━━ TESTO ESTRATTO ━━

Il politicamente corretto colpisce ancora. Il Pd censura il Tg1: non si dice transessuale, è disumanizzante

10 Nov 2023 9:29 - di Alessandra Danieli

Non c’è limite alla furia linguistica del politicamente corretto, un’ossessione quotidiana che rasenta il ridicolo. Questa volta nel mirino del Pd, più esattamente di Alessandro Zan, padre del noto Ddl antifascista, è finito Tg1. Cannoni puntati contro  “TeleMeloni”, la nuova definizione dei compagni spiazzati dal nuovo corso dell’ammiraglia di viale Mazzini.

Zan (Pd) attacca il Tg1: è sessista

Il parlamentare dem, responsabile per i Diritti della segreteria Schlein, ha bacchettato il Tg1 delle 20. “Il servizio pubblico deve usare un lessico scientifico”, tuona in un tweet. “Sono “persone trans” non “i transessuali”, termine disumanizzante. È  “gestazione per altri” non “utero in affitto”. È inaccettabile nei Tg il lessico ideologico e discriminatorio usato dalla destra di tele Meloni”.

━━━
━━ VOCI ━━

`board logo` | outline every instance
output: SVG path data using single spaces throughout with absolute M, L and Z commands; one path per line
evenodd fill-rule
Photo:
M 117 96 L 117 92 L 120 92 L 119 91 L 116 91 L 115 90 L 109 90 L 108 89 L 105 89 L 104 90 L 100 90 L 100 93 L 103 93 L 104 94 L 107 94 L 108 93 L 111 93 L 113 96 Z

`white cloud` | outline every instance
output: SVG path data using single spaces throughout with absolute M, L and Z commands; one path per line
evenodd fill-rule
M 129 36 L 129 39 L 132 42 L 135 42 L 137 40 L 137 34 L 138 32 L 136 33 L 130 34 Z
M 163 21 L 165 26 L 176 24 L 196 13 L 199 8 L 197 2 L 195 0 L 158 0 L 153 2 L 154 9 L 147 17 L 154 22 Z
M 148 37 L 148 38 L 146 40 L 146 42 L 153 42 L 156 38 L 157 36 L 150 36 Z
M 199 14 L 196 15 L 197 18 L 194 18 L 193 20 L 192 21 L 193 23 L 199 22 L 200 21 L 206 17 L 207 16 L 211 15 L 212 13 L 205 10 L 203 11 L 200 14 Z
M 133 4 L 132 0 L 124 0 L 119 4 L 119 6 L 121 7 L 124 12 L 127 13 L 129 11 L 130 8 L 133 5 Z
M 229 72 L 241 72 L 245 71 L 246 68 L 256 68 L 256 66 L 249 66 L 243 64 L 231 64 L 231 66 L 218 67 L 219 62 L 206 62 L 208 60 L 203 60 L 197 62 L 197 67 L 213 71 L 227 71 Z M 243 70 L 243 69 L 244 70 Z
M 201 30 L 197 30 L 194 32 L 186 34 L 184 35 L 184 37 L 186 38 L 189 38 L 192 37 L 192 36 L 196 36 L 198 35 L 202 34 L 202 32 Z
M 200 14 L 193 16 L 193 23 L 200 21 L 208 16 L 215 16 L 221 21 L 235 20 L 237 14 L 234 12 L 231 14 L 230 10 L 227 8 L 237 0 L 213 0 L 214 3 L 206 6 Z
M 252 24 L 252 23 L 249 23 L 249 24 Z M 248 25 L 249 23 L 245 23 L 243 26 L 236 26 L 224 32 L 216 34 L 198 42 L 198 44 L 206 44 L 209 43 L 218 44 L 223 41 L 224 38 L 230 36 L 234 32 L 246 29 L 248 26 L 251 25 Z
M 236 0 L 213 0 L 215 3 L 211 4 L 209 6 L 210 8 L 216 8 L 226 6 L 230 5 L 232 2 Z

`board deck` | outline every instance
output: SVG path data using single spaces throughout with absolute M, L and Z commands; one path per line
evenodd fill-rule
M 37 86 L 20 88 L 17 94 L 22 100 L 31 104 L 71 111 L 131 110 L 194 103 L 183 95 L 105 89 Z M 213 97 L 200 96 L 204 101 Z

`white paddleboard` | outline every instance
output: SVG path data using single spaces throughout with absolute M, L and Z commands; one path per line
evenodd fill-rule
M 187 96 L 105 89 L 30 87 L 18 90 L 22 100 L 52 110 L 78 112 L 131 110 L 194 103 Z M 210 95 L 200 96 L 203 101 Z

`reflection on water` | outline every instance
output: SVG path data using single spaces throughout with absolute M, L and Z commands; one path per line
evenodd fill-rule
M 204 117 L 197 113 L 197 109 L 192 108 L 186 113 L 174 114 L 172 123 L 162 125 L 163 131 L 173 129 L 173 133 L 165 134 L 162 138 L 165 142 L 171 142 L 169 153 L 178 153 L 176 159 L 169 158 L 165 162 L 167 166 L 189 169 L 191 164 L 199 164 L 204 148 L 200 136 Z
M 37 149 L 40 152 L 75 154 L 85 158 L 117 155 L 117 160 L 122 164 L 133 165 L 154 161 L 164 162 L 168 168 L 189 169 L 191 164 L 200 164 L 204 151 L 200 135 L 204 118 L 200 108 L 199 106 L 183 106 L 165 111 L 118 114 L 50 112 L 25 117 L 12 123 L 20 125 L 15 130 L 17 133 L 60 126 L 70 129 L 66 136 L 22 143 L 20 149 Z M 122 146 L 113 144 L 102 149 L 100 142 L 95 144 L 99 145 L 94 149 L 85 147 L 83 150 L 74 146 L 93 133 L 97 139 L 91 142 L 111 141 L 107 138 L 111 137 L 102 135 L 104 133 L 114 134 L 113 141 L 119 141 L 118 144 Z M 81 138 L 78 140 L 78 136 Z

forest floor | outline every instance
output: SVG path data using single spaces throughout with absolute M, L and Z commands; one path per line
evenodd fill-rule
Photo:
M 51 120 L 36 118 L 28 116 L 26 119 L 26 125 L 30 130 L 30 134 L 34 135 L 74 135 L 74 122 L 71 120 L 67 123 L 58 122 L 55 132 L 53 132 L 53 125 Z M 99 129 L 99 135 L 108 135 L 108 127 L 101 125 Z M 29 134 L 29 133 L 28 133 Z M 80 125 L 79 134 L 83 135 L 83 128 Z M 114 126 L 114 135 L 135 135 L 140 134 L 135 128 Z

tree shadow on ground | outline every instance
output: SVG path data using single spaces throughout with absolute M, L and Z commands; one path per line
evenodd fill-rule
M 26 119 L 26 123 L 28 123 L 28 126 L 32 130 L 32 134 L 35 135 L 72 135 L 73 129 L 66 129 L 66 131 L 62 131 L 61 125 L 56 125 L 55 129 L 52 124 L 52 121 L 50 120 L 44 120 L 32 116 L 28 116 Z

━━━

Cita testualmente il passo dell'articolo su Zan e il Tg1 che comincia con "Il politicamente corretto" e finisce con "di viale Mazzini.".

Il politicamente corretto colpisce ancora. Il Pd censura il Tg1: non si dice transessuale, è disumanizzante

10 Nov 2023 9:29 - di Alessandra Danieli

Non c’è limite alla furia linguistica del politicamente corretto, un’ossessione quotidiana che rasenta il ridicolo. Questa volta nel mirino del Pd, più esattamente di Alessandro Zan, padre del noto Ddl antifascista, è finito Tg1. Cannoni puntati contro  “TeleMeloni”, la nuova definizione dei compagni spiazzati dal nuovo corso dell’ammiraglia di viale Mazzini.